ACTIONS TO TAKE -
- 1) Give every name that appears after "By" at the start of a post in the home-selling comments.
- 2) Reproduce the part of the home-selling comments that starts at "By Tiffanyferguson28,  Wed" and ends at "the traffick noise.", copying it word for word.

By Wayka Bartolacelli,  Mon Feb 4 2013, 12:17
I thnk the comment made by one realtor that buyers should overlook all the problems with odors, messes, etc. doesn't address the fact these are the drawbacks that costs the seller money when they get an offer. It doesn't make a good impression on a buyer and he will discount for all the flaws. If we are listing agents and we want to do our job for the seller, we have a responsibility to tell them how a clean and well presented home will get them top dollar. People wash and polish their cars when they sell them, why not a home which is a property worth way more than a car. Also, when a seller shows pride of ownership it just makes the buyer feel good about the home. It's really a win win. If you don't assist the seller, you as an agent are not doing your job. Not every home can be sold with a great staging job, but most people can clean the house and make an effort that way.
By Michelle Bryant,  Tue Feb 5 2013, 17:29
Great article Tara. I am in the market to buy a home in the next 2-4 months. Realtors please do not spray the home with Febreeze or other products - some of us have allergies. I wouldn't make it thru the walk thru if you did this and no matter how much I loved the house - I would have to walk away because I couldn't see it all nor enjoy viewing the home! A pre-listing home inspection should be mandatory these days! I also severely dislike the bad photos of homes on online. My husband and I have seen numerous homes online we thought we'd like to see but some of the photos were so bad that we have taken these ones off our list of homes to travel to view. I can't understand why it is so difficult for agents (many agents, actually) to take good photos. Sellers - take the time to check out the photos your agent posted online - make sure they are clear and show your homes greatest features! A good agent is one willing to go back and also photograph any missing rooms, back yard, basement and possibly do a virtual tour!
By Tiffanyferguson28,  Wed Feb 6 2013, 18:04
~horrable paint colors is a dont,and ugly,or old furniture is a no no as well~
By Anthony_shepherd,  Fri Feb 22 2013, 07:42
@Jo Anna Marresse, just put a scented candle on the curb that should take care of the traffick noise.

DATASET -
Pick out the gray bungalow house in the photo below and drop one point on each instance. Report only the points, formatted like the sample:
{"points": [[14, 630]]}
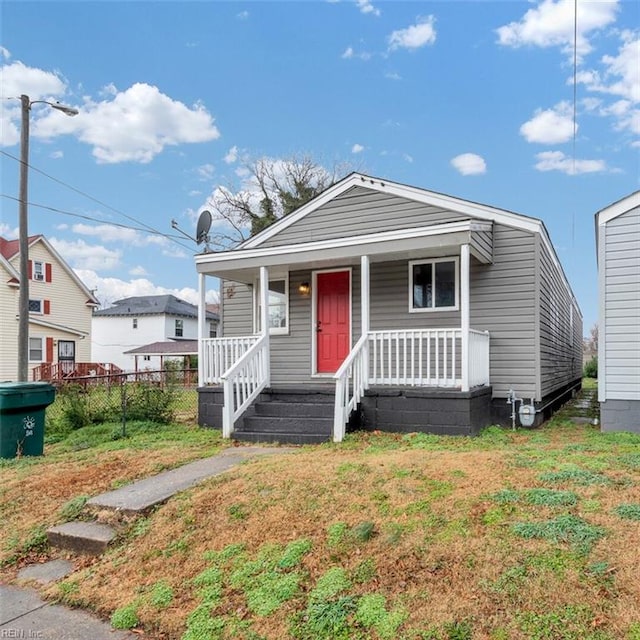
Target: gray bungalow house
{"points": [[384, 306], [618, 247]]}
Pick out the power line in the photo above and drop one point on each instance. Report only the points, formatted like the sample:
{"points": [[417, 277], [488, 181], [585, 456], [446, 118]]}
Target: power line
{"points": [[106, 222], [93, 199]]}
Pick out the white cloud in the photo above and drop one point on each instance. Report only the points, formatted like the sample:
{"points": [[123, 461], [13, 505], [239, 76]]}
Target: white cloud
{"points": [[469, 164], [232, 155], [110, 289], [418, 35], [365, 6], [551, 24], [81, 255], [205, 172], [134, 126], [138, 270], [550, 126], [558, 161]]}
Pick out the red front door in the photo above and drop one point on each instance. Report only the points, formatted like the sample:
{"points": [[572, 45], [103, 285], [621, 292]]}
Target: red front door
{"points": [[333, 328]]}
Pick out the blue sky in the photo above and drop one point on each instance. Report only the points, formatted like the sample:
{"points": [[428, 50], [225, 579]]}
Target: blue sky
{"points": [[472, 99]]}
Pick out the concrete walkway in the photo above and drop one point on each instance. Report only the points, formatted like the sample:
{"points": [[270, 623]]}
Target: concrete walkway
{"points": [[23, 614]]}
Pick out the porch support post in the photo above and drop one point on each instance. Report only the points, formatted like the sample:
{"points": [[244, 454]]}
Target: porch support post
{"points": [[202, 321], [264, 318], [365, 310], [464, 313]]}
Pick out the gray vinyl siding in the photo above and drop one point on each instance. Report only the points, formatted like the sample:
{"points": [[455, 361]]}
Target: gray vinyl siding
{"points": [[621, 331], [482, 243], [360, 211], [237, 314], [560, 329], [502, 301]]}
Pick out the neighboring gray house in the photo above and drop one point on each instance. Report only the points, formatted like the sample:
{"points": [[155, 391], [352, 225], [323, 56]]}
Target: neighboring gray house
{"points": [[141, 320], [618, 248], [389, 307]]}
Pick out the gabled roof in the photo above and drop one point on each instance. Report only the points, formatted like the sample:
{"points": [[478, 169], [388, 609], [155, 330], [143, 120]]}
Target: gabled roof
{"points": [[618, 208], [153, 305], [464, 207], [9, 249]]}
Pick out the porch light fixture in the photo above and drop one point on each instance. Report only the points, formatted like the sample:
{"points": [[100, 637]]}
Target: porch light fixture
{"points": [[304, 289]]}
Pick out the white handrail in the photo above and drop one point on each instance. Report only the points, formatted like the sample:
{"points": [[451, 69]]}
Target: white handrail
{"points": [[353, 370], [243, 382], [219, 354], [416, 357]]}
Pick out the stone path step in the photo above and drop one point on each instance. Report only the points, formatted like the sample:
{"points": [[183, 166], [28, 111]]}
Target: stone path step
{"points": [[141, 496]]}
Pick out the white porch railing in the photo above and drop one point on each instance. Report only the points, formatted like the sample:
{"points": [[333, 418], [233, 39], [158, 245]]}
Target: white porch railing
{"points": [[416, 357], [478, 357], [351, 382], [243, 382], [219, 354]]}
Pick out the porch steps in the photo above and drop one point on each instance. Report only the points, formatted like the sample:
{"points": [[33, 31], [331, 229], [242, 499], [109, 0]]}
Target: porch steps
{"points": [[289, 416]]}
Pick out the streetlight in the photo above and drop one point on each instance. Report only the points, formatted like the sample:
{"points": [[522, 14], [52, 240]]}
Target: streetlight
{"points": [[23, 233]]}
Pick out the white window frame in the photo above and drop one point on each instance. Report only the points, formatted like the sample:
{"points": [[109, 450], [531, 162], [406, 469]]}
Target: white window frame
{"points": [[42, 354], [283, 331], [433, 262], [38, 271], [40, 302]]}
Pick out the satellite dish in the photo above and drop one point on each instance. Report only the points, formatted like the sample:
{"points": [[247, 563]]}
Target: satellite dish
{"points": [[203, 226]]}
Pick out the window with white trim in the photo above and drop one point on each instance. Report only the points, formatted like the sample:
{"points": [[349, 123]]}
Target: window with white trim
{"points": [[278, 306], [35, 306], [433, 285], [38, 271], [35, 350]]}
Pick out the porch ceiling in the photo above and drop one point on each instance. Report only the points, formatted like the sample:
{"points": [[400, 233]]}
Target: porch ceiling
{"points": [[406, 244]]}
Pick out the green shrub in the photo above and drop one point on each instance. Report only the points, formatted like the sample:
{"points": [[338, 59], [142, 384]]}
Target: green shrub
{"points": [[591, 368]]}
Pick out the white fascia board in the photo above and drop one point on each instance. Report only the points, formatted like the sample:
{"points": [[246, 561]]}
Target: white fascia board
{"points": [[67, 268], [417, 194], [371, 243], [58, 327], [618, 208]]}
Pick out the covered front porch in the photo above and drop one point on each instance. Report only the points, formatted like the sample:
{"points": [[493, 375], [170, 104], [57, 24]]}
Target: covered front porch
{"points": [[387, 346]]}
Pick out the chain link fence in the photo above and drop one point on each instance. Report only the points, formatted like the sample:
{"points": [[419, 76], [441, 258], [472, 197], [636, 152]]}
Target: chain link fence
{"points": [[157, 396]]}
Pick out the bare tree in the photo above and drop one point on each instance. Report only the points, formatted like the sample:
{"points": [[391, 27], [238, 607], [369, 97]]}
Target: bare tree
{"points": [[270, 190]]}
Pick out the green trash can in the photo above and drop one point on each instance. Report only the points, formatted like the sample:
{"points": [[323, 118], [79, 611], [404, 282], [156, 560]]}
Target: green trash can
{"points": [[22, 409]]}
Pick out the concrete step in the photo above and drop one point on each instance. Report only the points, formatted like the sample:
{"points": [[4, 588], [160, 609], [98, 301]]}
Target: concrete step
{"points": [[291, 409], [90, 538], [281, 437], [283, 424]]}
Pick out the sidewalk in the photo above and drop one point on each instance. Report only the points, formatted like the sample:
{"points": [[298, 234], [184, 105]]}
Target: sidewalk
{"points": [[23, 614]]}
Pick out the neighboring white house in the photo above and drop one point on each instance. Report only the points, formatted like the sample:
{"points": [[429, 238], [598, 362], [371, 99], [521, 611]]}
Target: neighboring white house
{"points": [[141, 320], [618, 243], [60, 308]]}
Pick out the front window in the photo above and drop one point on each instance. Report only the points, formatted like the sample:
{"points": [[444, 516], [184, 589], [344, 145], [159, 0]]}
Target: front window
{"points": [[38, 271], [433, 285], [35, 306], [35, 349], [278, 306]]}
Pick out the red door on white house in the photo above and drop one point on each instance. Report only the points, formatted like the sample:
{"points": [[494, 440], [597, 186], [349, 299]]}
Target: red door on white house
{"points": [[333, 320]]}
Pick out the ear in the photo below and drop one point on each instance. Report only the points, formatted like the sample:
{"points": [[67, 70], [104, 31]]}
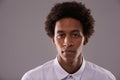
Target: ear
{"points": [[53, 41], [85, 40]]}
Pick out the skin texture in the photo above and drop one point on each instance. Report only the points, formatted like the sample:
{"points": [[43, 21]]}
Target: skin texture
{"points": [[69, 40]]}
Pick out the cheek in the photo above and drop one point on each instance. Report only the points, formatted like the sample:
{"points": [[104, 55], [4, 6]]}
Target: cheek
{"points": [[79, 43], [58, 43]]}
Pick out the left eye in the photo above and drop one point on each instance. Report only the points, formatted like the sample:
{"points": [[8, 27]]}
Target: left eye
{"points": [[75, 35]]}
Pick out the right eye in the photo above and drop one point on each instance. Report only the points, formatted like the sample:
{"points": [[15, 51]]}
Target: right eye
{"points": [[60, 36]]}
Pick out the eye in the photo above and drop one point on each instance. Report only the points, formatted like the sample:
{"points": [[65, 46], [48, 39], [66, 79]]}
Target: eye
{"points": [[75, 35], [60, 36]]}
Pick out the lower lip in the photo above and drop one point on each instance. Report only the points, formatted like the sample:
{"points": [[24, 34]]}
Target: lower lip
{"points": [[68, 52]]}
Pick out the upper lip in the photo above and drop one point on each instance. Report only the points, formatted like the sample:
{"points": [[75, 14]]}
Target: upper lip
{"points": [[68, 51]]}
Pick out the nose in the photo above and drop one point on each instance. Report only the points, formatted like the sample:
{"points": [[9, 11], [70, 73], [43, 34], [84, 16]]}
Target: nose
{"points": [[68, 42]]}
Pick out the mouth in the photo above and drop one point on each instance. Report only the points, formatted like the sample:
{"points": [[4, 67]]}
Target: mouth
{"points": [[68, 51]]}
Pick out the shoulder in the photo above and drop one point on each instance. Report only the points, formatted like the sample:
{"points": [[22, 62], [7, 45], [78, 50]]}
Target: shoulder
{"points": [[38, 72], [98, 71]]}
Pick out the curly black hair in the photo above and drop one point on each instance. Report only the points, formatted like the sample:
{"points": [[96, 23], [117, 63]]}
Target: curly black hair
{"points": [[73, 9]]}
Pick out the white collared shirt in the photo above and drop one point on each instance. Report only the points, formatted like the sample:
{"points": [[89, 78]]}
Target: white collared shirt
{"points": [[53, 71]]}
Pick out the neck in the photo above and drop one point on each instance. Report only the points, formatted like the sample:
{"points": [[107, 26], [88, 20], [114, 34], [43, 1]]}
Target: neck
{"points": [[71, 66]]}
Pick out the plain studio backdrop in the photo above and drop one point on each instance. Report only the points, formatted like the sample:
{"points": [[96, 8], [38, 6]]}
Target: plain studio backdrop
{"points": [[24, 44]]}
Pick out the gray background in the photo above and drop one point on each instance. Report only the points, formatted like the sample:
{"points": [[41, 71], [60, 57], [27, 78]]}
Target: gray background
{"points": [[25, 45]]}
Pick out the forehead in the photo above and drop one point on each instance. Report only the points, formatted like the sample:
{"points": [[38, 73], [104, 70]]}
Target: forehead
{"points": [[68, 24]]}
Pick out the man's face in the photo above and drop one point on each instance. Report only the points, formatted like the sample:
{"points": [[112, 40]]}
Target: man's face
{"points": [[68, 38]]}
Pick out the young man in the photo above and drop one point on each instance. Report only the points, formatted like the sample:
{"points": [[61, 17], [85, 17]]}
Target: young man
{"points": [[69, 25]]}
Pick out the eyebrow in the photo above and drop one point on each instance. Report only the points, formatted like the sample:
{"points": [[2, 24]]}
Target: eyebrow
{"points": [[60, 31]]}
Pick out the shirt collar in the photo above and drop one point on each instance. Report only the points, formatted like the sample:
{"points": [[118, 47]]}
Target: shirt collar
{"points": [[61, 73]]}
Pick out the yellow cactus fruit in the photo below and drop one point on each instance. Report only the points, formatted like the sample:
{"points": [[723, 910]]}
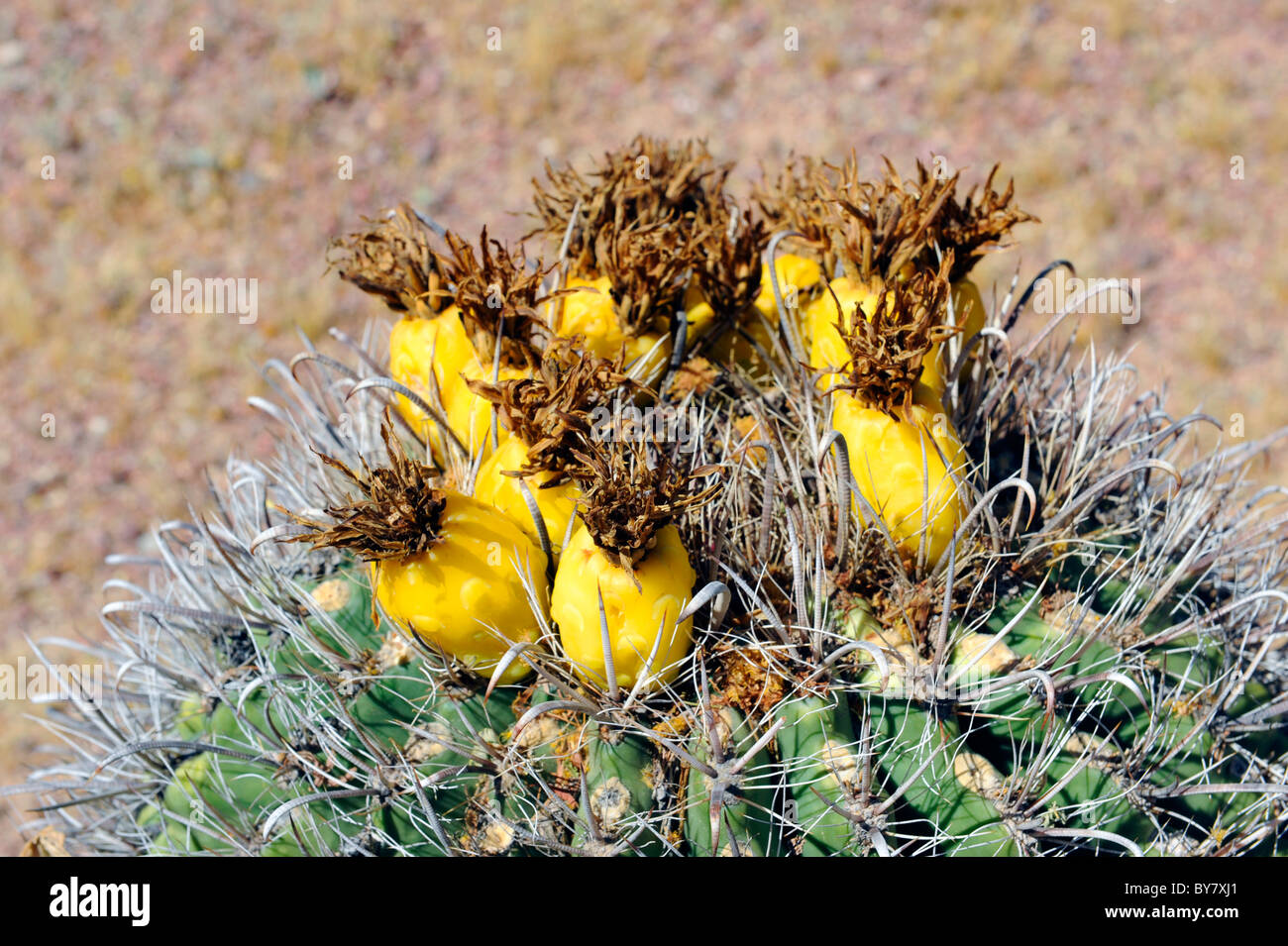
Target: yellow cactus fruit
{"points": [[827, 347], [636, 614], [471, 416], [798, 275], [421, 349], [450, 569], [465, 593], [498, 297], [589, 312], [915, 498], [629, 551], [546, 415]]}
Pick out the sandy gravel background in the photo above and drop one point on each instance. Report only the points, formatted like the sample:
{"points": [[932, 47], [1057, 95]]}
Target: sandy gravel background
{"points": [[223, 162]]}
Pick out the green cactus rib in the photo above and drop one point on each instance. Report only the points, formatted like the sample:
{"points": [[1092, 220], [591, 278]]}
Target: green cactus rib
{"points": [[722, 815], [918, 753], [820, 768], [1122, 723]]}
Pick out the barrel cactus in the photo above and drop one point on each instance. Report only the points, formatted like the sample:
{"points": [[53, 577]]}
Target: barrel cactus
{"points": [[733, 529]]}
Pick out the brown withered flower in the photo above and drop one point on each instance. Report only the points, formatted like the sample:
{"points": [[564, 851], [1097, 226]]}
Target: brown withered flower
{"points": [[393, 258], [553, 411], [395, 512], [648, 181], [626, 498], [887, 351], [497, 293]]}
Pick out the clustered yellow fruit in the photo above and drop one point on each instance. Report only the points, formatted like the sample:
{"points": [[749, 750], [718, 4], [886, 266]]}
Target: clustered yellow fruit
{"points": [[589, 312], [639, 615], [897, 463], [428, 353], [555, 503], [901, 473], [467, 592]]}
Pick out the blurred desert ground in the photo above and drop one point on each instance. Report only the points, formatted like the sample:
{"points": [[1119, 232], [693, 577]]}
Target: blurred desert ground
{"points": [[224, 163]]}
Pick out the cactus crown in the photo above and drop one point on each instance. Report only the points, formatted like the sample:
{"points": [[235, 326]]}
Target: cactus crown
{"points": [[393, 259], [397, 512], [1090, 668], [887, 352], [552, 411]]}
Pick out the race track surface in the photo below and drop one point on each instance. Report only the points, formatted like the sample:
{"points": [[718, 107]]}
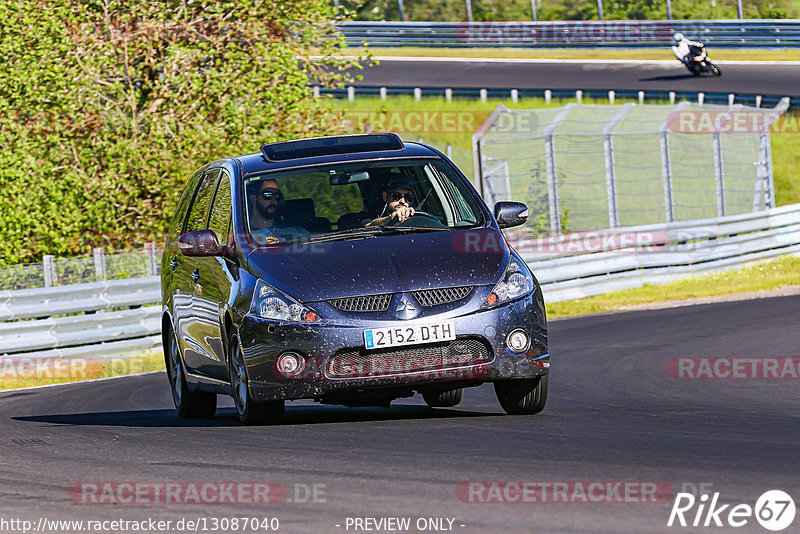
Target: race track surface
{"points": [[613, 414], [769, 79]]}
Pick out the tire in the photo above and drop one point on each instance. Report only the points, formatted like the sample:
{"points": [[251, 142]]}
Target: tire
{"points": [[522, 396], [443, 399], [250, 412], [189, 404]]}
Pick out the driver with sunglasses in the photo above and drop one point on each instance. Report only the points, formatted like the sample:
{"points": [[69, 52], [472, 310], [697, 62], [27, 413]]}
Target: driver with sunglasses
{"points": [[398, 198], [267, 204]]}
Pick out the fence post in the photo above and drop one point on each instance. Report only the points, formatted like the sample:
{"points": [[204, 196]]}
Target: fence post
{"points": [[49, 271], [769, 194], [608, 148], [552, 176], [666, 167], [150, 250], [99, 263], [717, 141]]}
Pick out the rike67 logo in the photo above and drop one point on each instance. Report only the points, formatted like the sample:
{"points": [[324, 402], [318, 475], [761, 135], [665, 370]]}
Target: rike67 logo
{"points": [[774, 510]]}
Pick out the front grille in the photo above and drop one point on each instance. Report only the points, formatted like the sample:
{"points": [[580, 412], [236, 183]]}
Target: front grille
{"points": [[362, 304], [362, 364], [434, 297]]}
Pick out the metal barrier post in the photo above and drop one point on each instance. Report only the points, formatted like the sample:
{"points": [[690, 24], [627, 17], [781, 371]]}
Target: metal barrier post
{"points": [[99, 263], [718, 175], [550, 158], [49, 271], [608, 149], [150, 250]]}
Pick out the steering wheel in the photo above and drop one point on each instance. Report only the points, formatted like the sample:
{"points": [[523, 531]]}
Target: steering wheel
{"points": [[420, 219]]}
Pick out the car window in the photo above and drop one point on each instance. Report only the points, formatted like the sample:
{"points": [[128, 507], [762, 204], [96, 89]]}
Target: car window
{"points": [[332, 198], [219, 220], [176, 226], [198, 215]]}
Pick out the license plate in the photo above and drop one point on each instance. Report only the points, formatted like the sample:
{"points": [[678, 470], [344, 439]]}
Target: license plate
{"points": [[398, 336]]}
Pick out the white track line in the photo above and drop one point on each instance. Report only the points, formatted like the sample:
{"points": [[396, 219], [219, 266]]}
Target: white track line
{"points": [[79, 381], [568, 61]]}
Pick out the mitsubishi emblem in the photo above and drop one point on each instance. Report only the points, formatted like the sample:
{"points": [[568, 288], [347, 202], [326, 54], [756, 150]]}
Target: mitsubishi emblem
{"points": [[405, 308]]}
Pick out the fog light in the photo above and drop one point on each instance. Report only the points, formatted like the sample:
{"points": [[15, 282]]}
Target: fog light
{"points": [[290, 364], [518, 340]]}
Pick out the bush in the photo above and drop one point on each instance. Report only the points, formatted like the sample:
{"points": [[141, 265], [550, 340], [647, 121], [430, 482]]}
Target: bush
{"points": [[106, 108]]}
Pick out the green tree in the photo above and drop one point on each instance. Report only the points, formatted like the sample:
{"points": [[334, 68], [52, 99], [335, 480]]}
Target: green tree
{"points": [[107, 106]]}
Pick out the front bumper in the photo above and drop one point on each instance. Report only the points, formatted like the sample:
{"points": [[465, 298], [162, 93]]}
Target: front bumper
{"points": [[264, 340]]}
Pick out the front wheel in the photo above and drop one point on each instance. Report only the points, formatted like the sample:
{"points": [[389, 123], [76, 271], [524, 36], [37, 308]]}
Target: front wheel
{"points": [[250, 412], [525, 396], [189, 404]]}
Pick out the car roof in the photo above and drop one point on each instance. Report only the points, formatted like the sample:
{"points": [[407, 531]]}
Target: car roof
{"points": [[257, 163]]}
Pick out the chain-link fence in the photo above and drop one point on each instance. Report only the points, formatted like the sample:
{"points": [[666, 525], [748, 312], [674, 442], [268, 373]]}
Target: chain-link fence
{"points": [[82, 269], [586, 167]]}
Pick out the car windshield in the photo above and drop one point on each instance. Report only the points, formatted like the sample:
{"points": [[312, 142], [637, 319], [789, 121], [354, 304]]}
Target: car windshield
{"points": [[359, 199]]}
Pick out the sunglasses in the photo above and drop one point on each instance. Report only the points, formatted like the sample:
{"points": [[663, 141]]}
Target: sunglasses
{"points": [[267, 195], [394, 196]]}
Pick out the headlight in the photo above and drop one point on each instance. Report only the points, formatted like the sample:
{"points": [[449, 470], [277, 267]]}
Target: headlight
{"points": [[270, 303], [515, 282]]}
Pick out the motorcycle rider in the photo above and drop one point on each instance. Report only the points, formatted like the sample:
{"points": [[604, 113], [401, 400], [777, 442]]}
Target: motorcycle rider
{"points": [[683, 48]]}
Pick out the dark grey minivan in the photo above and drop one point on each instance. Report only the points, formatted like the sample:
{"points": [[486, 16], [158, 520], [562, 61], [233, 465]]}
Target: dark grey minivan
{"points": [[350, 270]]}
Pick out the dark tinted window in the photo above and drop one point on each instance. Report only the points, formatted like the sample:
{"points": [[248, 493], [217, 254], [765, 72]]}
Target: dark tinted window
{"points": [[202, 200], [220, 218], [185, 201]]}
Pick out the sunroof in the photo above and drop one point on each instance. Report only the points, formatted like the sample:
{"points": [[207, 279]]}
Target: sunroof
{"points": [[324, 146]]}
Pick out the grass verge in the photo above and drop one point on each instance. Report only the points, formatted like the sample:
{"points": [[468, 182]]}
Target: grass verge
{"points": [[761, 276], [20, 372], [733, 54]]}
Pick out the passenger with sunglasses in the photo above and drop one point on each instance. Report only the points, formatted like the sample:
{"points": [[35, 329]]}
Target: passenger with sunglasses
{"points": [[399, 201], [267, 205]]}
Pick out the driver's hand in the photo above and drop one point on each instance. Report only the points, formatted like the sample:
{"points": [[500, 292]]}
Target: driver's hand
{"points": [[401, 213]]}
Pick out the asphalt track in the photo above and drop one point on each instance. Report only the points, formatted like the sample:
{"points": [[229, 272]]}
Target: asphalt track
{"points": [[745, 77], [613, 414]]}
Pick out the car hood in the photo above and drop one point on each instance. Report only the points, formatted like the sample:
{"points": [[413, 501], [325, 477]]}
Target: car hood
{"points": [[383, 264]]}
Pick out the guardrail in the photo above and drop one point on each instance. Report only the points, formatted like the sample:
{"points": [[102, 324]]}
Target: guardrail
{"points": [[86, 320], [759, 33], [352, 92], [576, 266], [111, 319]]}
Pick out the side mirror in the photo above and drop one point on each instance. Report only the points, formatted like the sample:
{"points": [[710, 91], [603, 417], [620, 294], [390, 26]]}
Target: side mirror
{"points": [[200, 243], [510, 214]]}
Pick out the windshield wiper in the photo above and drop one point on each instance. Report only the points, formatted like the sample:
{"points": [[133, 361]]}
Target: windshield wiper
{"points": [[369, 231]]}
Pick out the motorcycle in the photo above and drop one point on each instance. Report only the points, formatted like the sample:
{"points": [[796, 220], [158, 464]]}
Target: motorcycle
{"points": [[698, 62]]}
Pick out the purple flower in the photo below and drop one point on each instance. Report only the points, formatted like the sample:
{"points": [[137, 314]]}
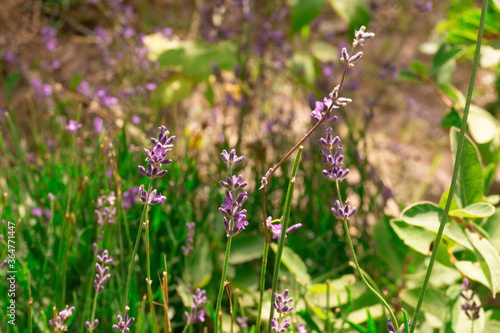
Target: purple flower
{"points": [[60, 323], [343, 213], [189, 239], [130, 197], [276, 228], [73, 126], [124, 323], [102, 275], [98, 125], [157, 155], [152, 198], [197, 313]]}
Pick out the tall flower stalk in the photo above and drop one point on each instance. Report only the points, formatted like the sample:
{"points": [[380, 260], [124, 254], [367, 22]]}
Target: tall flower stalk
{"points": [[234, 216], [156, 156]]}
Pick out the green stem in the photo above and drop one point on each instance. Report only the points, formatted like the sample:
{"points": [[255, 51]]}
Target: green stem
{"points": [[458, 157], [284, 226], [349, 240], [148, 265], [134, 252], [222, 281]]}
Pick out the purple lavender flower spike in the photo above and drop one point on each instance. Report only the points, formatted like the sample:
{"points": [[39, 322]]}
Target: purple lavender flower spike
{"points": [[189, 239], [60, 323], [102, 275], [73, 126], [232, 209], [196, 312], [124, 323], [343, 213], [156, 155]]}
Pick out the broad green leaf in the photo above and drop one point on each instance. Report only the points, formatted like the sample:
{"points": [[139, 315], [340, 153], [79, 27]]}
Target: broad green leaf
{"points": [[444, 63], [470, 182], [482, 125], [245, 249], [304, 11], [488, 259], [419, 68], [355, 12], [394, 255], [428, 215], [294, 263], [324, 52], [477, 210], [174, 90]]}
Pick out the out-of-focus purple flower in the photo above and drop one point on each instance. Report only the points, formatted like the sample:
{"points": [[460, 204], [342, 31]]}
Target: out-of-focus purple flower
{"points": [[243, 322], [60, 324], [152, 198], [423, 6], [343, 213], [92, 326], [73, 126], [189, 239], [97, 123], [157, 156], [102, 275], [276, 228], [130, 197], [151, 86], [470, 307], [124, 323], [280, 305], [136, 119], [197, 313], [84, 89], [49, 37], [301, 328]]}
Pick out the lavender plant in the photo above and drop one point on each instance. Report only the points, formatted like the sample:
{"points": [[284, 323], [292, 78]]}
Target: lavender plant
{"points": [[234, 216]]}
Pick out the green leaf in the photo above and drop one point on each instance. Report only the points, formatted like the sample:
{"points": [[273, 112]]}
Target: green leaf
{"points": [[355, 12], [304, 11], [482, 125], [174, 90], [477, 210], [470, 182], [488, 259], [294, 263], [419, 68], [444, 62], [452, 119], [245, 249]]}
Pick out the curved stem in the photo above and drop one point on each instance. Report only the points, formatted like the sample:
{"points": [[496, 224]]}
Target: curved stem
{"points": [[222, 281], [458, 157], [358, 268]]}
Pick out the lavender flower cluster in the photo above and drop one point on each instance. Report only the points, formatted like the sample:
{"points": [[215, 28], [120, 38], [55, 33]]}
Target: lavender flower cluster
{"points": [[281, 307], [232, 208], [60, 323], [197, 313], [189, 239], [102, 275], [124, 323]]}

SOLUTIONS IN ORDER -
- 1)
Wayka Bartolacelli
Michelle Bryant
Tiffanyferguson28
Anthony_shepherd

- 2)
By Tiffanyferguson28,  Wed Feb 6 2013, 18:04
~horrable paint colors is a dont,and ugly,or old furniture is a no no as well~
By Anthony_shepherd,  Fri Feb 22 2013, 07:42
@Jo Anna Marresse, just put a scented candle on the curb that should take care of the traffick noise.